Many changes have taken place in the doctrine of qualified immunity over the past few decades. The following is a summary of some of the cases that have reinterpreted this doctrine:

  • Harlow vs. Fitzgerald (1986): The Supreme Court originally defines the doctrine of qualified immunity.
  • Malley v. Briggs (1986): Qualified immunity does not protect a police officer who wrongfully arrests someone on the basis of an obviously faulty arrest warrant.
  • Anderson v. Creighton (1987): Qualified immunity applies to an officer who conducts an illegal search if a reasonable officer would have believed the search was lawful, based on “clearly established law,” and the information possessed by the officer at the time of the search.
  • Saucier v. Katz (2001): A qualified immunity defense must be asserted early in legal proceedings because it is a defense against standing trial at all, not a defense against legal liability. Qualified immunity can be overcome if the defendant violated a “clearly established constitutional right.”

(Annotated coordinate records)

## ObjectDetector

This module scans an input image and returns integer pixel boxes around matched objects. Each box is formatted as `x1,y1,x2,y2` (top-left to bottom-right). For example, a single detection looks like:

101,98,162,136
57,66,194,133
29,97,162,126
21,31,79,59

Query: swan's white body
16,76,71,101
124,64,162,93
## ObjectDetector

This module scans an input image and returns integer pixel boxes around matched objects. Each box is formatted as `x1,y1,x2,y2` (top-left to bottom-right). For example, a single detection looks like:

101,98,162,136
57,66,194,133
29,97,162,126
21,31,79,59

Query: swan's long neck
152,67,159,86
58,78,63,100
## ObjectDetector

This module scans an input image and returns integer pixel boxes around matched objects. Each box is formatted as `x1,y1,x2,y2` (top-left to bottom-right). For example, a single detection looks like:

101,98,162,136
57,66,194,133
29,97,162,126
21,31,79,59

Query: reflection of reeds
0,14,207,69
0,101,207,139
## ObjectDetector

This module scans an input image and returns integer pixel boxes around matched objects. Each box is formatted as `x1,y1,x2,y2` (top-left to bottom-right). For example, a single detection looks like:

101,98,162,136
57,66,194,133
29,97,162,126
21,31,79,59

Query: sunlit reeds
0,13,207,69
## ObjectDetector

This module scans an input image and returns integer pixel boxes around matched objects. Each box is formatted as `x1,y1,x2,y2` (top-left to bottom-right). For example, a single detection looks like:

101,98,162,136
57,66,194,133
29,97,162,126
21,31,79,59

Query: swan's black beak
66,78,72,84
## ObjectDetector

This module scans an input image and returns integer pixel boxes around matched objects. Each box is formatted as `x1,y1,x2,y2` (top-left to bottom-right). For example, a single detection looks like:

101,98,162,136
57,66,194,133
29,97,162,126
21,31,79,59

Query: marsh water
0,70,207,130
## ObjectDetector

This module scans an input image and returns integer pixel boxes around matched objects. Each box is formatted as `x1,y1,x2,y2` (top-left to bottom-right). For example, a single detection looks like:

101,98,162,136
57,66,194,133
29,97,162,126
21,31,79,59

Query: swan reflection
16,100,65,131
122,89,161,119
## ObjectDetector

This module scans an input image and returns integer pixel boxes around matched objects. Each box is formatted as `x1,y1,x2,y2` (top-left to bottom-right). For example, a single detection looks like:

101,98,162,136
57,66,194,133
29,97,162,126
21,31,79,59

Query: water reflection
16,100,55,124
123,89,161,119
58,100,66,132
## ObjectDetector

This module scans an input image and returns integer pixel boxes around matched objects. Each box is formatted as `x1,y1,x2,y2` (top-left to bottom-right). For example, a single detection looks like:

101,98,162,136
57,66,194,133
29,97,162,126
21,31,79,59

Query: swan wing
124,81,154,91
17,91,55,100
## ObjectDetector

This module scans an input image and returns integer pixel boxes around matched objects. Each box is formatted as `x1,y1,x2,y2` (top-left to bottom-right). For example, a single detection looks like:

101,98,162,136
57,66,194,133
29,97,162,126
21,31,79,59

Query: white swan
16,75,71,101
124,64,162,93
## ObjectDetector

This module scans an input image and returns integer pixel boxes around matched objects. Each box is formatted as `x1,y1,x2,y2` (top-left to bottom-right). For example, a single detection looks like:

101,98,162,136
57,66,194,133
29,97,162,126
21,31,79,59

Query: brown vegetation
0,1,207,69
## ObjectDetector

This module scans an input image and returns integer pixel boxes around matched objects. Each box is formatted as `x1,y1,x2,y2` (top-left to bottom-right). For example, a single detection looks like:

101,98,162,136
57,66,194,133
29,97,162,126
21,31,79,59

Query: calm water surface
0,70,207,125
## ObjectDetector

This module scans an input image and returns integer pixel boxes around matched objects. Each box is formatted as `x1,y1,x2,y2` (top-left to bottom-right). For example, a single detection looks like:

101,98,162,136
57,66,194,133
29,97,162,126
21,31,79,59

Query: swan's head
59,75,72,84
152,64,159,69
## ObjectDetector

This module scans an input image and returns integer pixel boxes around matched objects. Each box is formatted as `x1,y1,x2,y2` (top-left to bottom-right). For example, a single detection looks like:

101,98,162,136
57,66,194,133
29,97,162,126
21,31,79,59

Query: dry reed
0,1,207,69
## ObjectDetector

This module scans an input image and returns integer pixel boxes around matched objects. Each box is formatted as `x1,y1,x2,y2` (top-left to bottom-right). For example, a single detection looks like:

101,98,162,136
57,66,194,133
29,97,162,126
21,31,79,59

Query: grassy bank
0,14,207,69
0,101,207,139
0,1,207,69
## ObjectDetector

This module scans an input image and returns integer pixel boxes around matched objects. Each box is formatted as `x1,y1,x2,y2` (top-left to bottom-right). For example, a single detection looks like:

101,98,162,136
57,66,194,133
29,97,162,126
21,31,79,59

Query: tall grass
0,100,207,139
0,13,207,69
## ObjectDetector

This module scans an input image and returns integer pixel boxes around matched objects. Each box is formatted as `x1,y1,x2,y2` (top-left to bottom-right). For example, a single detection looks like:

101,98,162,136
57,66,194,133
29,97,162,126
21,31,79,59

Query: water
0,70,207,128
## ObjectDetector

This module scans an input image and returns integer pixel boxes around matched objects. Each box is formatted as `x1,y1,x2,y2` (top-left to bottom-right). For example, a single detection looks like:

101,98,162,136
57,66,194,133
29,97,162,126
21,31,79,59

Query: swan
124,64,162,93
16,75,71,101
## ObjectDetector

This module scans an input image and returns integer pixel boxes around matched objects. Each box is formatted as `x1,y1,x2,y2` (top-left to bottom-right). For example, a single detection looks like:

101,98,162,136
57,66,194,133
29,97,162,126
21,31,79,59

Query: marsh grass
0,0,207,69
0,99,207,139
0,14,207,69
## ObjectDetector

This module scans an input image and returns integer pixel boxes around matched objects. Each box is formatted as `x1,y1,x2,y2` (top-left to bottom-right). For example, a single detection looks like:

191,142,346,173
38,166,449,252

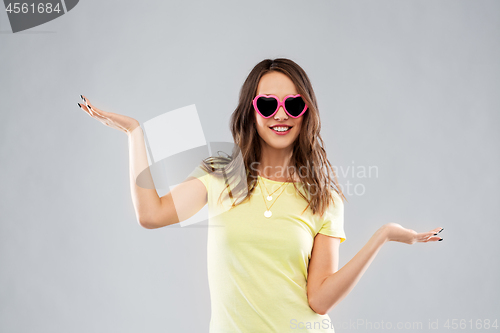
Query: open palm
385,223,444,244
78,95,140,133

# Written task 1
Please reproduce the qualified immunity summary word for word, from "Many changes have" to "of the search.".
# Written task 2
Continue the qualified immunity summary from the point where it stops.

# Final answer 1
Many changes have taken place in the doctrine of qualified immunity over the past few decades. The following is a summary of some of the cases that have reinterpreted this doctrine:

  • Harlow vs. Fitzgerald (1986): The Supreme Court originally defines the doctrine of qualified immunity.
  • Malley v. Briggs (1986): Qualified immunity does not protect a police officer who wrongfully arrests someone on the basis of an obviously faulty arrest warrant.
  • Anderson v. Creighton (1987): Qualified immunity applies to an officer who conducts an illegal search if a reasonable officer would have believed the search was lawful, based on “clearly established law,” and the information possessed by the officer at the time of the search.

# Final answer 2
  • Pearson v. Callahan (2009): It is within a court’s discretion whether to apply the Saucier “clearly established constitutional right” test.

2018 Reforms: The First Step Act

The momentum in favor of limiting the qualified immunity defense has been shifting since long before the Floyd case arose. On December 21, 2018, for example, Congress passed the First Step Act. Although the First Step Act contains many provisions, among its most prominent features are new restrictions on the use of force by the police.

Among the First Step Act restrictions are prohibitions on solitary confinement for juveniles, the use of restraints on pregnant inmates, and the increased use of de-escalation procedures to resolve conflicts without the use of violence.

The US Supreme Court Is Taking a Fresh Look at Qualified Immunity

The US Supreme Court is currently considering taking cases that would allow it to overturn or weaken the principle of qualified immunity. Although it is unlikely that the Supreme Court will overturn qualified immunity, it would not surprise many observers if its protections were significantly limited.

Take Action: We’ve Got Your Back

If you believe you may have a claim for excessive force by the police, or if you believe your constitutional rights were violated by the government in some other way, contact E. Stewart Jones Hacker Murphy immediately, either online or at (518) 730-7270, to schedule a free initial consultation. We maintain offices in Albany, Colonie, Schenectady, Saratoga, and Troy.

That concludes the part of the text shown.